[[ Page excerpt open ]]

Polluters and the EPA are trying to block property owners from suing polluters

November 22, 2019 | By JONATHAN WOOD

Every day for nearly 100 years, a copper smelter in Montana spewed tons of toxic metals, arsenic, and lead from its smokestacks onto its neighbors. Those neighbors are suing Atlantic Richfield, the company that now owns the smelter, demanding that it restore their land to its original, healthy condition. But Atlantic Richfield, with the support of the Environmental Protection Agency (EPA), is arguing that federal law blocks these landowners from suing.

The Supreme Court will take up that debate when it hears oral arguments in Atlantic Richfield Co. v. Christian on December 3. What’s at stake in this case is whether landowners whose land has been polluted have a right to sue the responsible polluters for money to restore that land.

The two sides of this case are debating what Congress intended when it enacted the federal Comprehensive Environmental Response, Compensation and Liability Act (CERCLA). CERCLA is the law that authorizes the EPA to clean up heavily polluted sites.

Under CERCLA, the EPA identifies polluted land that requires cleanup, studies the extent of the pollution, and develops options to clean the affected land. The EPA can then clean the land itself and sue the responsible polluters for reimbursement. However, because there are limited federal funds for EPA-led cleanups, the EPA usually negotiates the cleanup with polluters. If the EPA and the polluter can agree on what polluted land requires cleanup, and a cleanup plan, the polluter will clean the land itself (and pay for it itself) in exchange for not being sued by the EPA.

[[ Page excerpt closed ]]
[[ Given records open ]]

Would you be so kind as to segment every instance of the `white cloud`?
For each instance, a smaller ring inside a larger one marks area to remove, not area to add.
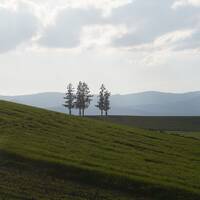
[[[81,32],[81,47],[108,46],[112,40],[122,37],[125,33],[127,33],[127,28],[124,25],[85,26]]]
[[[177,0],[172,5],[173,9],[184,6],[200,6],[200,0]]]
[[[0,53],[15,49],[30,41],[37,33],[39,22],[26,4],[7,4],[0,6]]]

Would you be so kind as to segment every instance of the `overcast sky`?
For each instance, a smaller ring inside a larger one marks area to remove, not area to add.
[[[103,82],[200,90],[200,0],[0,0],[0,95]]]

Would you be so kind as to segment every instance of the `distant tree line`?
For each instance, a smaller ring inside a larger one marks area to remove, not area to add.
[[[67,85],[63,106],[69,110],[69,115],[72,114],[72,109],[77,109],[79,116],[84,116],[85,110],[90,106],[93,96],[85,82],[80,81],[76,91],[73,85],[69,83]],[[108,111],[110,110],[110,96],[111,93],[102,84],[98,95],[98,102],[95,105],[100,110],[101,116],[104,113],[106,116],[108,115]]]

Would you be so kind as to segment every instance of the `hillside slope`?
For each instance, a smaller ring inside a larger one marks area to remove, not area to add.
[[[0,101],[4,199],[199,199],[200,140]]]

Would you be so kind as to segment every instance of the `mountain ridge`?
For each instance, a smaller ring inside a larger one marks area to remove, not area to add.
[[[66,112],[62,107],[64,93],[44,92],[29,95],[0,96],[0,99],[36,106],[58,112]],[[97,115],[95,108],[97,95],[94,95],[88,115]],[[139,116],[199,116],[200,91],[170,93],[146,91],[111,96],[111,115]],[[75,114],[76,111],[74,112]]]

[[ Given records closed ]]

Write out the passage of the article on the Montana smelter lawsuit word for word, from "The Supreme Court" up to and including "restore that land.".

* Output of the task *
The Supreme Court will take up that debate when it hears oral arguments in Atlantic Richfield Co. v. Christian on December 3. What’s at stake in this case is whether landowners whose land has been polluted have a right to sue the responsible polluters for money to restore that land.